*TASK GOAL*: Retype all the records with nothing changed.

[Start of RECORDS SUPPLIED]

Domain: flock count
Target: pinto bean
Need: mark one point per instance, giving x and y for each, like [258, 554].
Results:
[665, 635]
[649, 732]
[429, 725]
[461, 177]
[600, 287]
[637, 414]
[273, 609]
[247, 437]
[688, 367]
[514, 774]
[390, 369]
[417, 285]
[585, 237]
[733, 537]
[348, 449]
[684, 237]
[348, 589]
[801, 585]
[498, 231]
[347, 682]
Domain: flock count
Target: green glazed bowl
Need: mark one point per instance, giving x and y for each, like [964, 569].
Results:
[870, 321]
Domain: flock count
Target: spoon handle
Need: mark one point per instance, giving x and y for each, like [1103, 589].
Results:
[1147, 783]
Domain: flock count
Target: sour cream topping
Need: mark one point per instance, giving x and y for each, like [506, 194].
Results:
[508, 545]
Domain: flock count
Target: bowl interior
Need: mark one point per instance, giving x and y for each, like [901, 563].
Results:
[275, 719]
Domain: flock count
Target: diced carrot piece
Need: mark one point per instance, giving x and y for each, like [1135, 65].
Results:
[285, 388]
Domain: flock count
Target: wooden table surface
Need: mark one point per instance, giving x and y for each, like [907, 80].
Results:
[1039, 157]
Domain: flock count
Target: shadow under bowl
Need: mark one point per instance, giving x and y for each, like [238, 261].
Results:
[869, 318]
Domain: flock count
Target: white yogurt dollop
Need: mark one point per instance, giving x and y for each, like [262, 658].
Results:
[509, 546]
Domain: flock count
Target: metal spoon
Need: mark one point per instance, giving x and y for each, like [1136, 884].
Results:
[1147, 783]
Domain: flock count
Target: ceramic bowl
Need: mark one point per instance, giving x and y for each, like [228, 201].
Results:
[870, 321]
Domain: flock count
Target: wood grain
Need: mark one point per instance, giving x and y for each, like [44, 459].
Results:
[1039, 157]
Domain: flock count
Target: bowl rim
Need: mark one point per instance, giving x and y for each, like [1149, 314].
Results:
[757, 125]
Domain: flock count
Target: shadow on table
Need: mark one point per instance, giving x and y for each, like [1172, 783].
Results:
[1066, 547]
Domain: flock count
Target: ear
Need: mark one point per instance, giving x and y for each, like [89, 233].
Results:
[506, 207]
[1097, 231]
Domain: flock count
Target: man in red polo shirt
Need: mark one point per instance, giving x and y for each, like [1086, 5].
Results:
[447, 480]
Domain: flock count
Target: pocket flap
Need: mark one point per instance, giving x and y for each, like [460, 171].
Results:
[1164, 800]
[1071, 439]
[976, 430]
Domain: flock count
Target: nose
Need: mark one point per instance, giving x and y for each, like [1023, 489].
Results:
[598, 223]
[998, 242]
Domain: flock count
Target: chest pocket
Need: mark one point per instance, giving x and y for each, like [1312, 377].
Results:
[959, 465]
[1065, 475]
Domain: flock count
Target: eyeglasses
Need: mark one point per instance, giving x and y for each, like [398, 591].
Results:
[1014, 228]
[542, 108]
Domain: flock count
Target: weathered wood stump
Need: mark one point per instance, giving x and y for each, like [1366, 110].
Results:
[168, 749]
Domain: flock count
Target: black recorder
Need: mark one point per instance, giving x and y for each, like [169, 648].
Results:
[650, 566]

[End of RECORDS SUPPLIED]

*WRITTEN RESPONSE*:
Domain: flock count
Target: pinto bean
Need: mark one point per instance, giving x and y for each, like [258, 554].
Results:
[665, 635]
[649, 732]
[429, 725]
[461, 177]
[600, 287]
[637, 414]
[273, 609]
[247, 437]
[688, 367]
[514, 774]
[390, 369]
[417, 285]
[585, 237]
[733, 537]
[348, 449]
[684, 237]
[348, 589]
[801, 585]
[498, 231]
[347, 682]
Domain: flock count
Target: green glazed bowl
Need: mark one point per instance, giving x and y for each, like [964, 569].
Results:
[870, 321]
Domain: flock count
Target: spoon handle
Need: mark one point per instance, giving x and y for each, like [1103, 589].
Results:
[1147, 783]
Domain: flock count
Target: sour cream topping
Need: mark one point per instance, giving x and y for each, like [506, 194].
Results:
[508, 545]
Domain: flock count
Target: bowl interior
Need: mark one point per instance, giving x and y for each, like [901, 563].
Results:
[275, 719]
Domain: flock count
Target: diced carrot piece
Need: mark one point per instance, giving x and y for each, like [1135, 65].
Results:
[285, 388]
Domain: flock count
Target: wooden table surface
Need: mark one point per instance, giving x and y for each, like [907, 80].
Results:
[1039, 157]
Domain: flock count
Target: shadow under bowl
Need: mark one point per instance, giving x and y for each, like [238, 261].
Results:
[869, 318]
Domain: flock count
Target: white yogurt dollop
Need: mark one point per instance, giving x and y for each, like [262, 658].
Results:
[509, 546]
Domain: flock count
Target: metal spoon
Need: mark one point per instance, giving x and y for each, like [1136, 884].
Results:
[1147, 783]
Domain: flock count
Target: ceramic bowl
Need: mark one point per instance, giving x and y for each, like [228, 201].
Results:
[870, 321]
Domain: flock count
Target: wood grain
Need: mark one point per instance, giving x and y for each, like [44, 459].
Results:
[1039, 157]
Domain: flock count
Target: bowl rim
Need: mark one point per instance, giving x and y for each, like [1149, 314].
Results:
[757, 125]
Domain: flock count
Target: shadow on table
Need: mark one point per instance, giving x and y for each, like [1172, 783].
Results:
[1066, 547]
Domain: flock count
Target: ear
Need: mark one point per instance, giving x and y for each, like [89, 233].
Results:
[506, 207]
[1097, 231]
Domain: flock count
Target: man in red polo shirt
Need: mark one point per instance, giving x and y for each, like [1086, 5].
Results:
[447, 480]
Domain: flock count
Target: pocket flap
Need: mark one point per instance, giving x and y for each, like [460, 171].
Results:
[1164, 800]
[1071, 439]
[976, 430]
Domain: flock count
Target: nose
Need: mark one point per instance, giving x and y for each, like [1023, 489].
Results:
[598, 223]
[998, 242]
Domain: flock count
Target: chest pocket
Need: mark one point per instance, giving x and y for each, like [1312, 377].
Results:
[959, 465]
[1065, 475]
Domain: flock count
Target: eyeglasses
Need: mark one point per instance, giving x and y for each, like [398, 591].
Results:
[1014, 228]
[542, 108]
Domain: flock count
Target: weathered wood stump
Need: mark one point per instance, giving x and y for each, like [1366, 110].
Results:
[168, 749]
Domain: flock count
Target: black recorder
Need: mark one point per instance, giving x and y for each, like [169, 648].
Results:
[650, 566]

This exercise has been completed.